Diga quantas linhas dos registros abaixo contêm a palavra "blurred". Responda só com o número.

—————

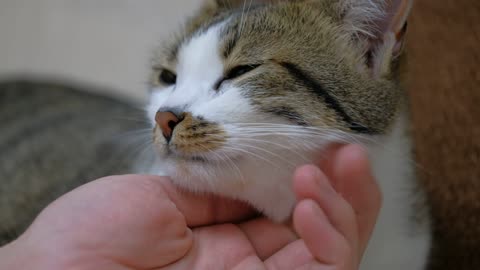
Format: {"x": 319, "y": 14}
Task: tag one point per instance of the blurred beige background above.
{"x": 107, "y": 43}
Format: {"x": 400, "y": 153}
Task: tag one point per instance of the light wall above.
{"x": 101, "y": 42}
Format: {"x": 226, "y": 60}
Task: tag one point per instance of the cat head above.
{"x": 253, "y": 86}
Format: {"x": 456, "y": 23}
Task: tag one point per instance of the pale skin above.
{"x": 144, "y": 222}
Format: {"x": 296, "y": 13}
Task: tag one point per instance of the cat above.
{"x": 252, "y": 89}
{"x": 54, "y": 138}
{"x": 248, "y": 91}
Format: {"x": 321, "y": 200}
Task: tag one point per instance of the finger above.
{"x": 218, "y": 247}
{"x": 354, "y": 180}
{"x": 293, "y": 256}
{"x": 326, "y": 244}
{"x": 205, "y": 209}
{"x": 311, "y": 183}
{"x": 267, "y": 237}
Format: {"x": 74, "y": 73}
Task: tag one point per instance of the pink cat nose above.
{"x": 167, "y": 121}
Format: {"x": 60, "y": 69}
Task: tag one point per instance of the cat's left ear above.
{"x": 381, "y": 26}
{"x": 233, "y": 4}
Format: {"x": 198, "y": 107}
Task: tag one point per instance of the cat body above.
{"x": 252, "y": 91}
{"x": 53, "y": 139}
{"x": 249, "y": 91}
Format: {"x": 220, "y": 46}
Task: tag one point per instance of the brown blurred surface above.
{"x": 444, "y": 72}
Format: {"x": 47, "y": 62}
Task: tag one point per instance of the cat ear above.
{"x": 233, "y": 4}
{"x": 380, "y": 26}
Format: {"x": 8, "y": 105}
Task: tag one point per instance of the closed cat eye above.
{"x": 167, "y": 77}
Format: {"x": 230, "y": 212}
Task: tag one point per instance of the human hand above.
{"x": 143, "y": 222}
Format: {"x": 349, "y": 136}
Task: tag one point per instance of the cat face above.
{"x": 261, "y": 89}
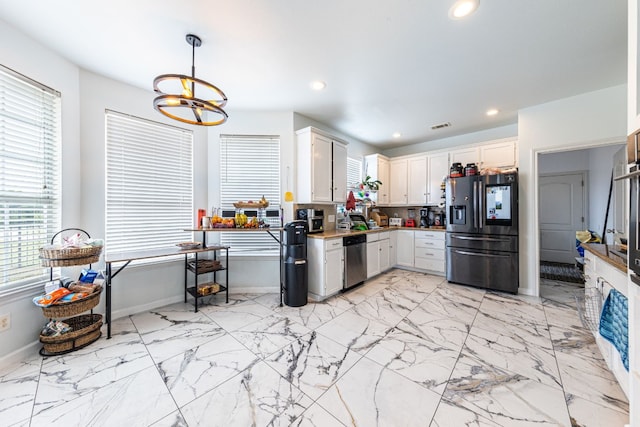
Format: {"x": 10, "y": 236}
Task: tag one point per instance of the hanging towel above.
{"x": 614, "y": 324}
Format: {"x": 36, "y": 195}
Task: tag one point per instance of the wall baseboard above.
{"x": 20, "y": 355}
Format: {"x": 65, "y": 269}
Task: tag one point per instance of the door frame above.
{"x": 534, "y": 221}
{"x": 585, "y": 193}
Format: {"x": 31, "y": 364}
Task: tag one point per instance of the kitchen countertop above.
{"x": 332, "y": 234}
{"x": 609, "y": 254}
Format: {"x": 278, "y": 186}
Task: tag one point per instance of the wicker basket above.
{"x": 68, "y": 262}
{"x": 71, "y": 308}
{"x": 85, "y": 329}
{"x": 70, "y": 256}
{"x": 70, "y": 253}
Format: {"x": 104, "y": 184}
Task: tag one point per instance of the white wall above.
{"x": 583, "y": 121}
{"x": 355, "y": 147}
{"x": 508, "y": 131}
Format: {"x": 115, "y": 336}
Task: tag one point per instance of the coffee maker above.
{"x": 424, "y": 218}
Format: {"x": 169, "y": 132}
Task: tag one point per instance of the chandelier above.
{"x": 177, "y": 95}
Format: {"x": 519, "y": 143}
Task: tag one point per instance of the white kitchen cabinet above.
{"x": 393, "y": 244}
{"x": 417, "y": 180}
{"x": 325, "y": 261}
{"x": 404, "y": 248}
{"x": 429, "y": 251}
{"x": 498, "y": 155}
{"x": 602, "y": 277}
{"x": 398, "y": 189}
{"x": 377, "y": 167}
{"x": 464, "y": 156}
{"x": 438, "y": 169}
{"x": 322, "y": 167}
{"x": 373, "y": 255}
{"x": 378, "y": 248}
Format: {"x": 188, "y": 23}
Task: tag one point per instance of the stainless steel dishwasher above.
{"x": 355, "y": 260}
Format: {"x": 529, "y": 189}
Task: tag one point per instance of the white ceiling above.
{"x": 390, "y": 66}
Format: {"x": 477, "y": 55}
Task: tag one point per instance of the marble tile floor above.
{"x": 404, "y": 349}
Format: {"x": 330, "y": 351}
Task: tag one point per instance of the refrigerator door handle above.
{"x": 474, "y": 200}
{"x": 481, "y": 204}
{"x": 482, "y": 254}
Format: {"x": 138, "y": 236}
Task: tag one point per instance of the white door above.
{"x": 562, "y": 213}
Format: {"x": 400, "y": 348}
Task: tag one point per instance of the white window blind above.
{"x": 149, "y": 184}
{"x": 354, "y": 172}
{"x": 250, "y": 169}
{"x": 29, "y": 176}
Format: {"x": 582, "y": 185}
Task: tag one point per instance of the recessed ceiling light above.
{"x": 463, "y": 8}
{"x": 318, "y": 85}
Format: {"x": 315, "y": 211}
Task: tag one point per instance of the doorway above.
{"x": 563, "y": 205}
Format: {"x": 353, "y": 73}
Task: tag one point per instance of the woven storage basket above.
{"x": 71, "y": 308}
{"x": 70, "y": 256}
{"x": 69, "y": 262}
{"x": 70, "y": 253}
{"x": 85, "y": 329}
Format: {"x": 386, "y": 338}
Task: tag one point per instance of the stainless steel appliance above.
{"x": 633, "y": 247}
{"x": 355, "y": 260}
{"x": 482, "y": 231}
{"x": 424, "y": 218}
{"x": 313, "y": 217}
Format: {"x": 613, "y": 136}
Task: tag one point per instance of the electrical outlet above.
{"x": 5, "y": 322}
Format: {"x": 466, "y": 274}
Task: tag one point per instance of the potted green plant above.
{"x": 369, "y": 184}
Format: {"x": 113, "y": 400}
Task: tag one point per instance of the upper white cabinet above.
{"x": 322, "y": 167}
{"x": 498, "y": 155}
{"x": 398, "y": 181}
{"x": 438, "y": 169}
{"x": 377, "y": 167}
{"x": 417, "y": 180}
{"x": 464, "y": 156}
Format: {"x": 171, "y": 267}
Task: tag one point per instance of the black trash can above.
{"x": 296, "y": 283}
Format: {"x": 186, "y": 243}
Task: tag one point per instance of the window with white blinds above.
{"x": 149, "y": 184}
{"x": 354, "y": 172}
{"x": 29, "y": 176}
{"x": 250, "y": 169}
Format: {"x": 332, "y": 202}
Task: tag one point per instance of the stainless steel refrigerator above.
{"x": 482, "y": 231}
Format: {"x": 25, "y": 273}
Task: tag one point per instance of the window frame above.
{"x": 173, "y": 174}
{"x": 37, "y": 132}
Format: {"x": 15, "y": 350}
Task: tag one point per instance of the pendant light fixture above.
{"x": 178, "y": 99}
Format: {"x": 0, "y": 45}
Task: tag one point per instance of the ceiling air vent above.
{"x": 441, "y": 125}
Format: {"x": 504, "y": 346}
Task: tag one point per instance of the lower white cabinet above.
{"x": 393, "y": 245}
{"x": 601, "y": 278}
{"x": 404, "y": 248}
{"x": 429, "y": 251}
{"x": 325, "y": 261}
{"x": 377, "y": 253}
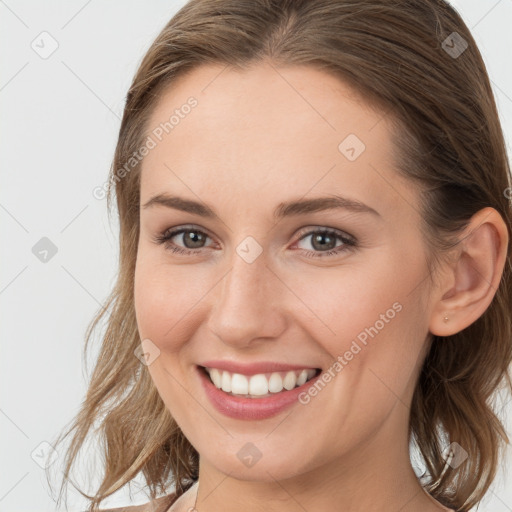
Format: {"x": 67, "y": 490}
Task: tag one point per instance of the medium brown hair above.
{"x": 448, "y": 140}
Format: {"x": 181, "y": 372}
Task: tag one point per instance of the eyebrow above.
{"x": 288, "y": 209}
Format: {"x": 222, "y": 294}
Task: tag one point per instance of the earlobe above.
{"x": 472, "y": 277}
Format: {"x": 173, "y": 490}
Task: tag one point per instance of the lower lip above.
{"x": 242, "y": 408}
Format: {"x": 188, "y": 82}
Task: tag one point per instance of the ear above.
{"x": 471, "y": 279}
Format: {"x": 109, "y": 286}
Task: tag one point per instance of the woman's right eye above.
{"x": 189, "y": 236}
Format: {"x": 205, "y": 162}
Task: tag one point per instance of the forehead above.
{"x": 294, "y": 129}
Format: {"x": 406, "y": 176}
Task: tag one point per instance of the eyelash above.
{"x": 348, "y": 241}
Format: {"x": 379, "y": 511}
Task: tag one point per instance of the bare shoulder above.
{"x": 158, "y": 505}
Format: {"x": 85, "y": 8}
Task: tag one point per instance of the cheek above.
{"x": 166, "y": 299}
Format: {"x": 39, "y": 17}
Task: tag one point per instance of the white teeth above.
{"x": 258, "y": 385}
{"x": 275, "y": 383}
{"x": 226, "y": 382}
{"x": 303, "y": 377}
{"x": 290, "y": 380}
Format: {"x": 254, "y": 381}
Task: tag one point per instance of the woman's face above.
{"x": 259, "y": 280}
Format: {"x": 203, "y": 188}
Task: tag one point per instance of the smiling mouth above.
{"x": 259, "y": 385}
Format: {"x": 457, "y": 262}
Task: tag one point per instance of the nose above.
{"x": 246, "y": 304}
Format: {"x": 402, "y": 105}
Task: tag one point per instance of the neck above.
{"x": 374, "y": 476}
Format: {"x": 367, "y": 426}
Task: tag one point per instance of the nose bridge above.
{"x": 247, "y": 302}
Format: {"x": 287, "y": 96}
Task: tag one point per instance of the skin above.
{"x": 258, "y": 138}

—————

◆ RESULTADO
2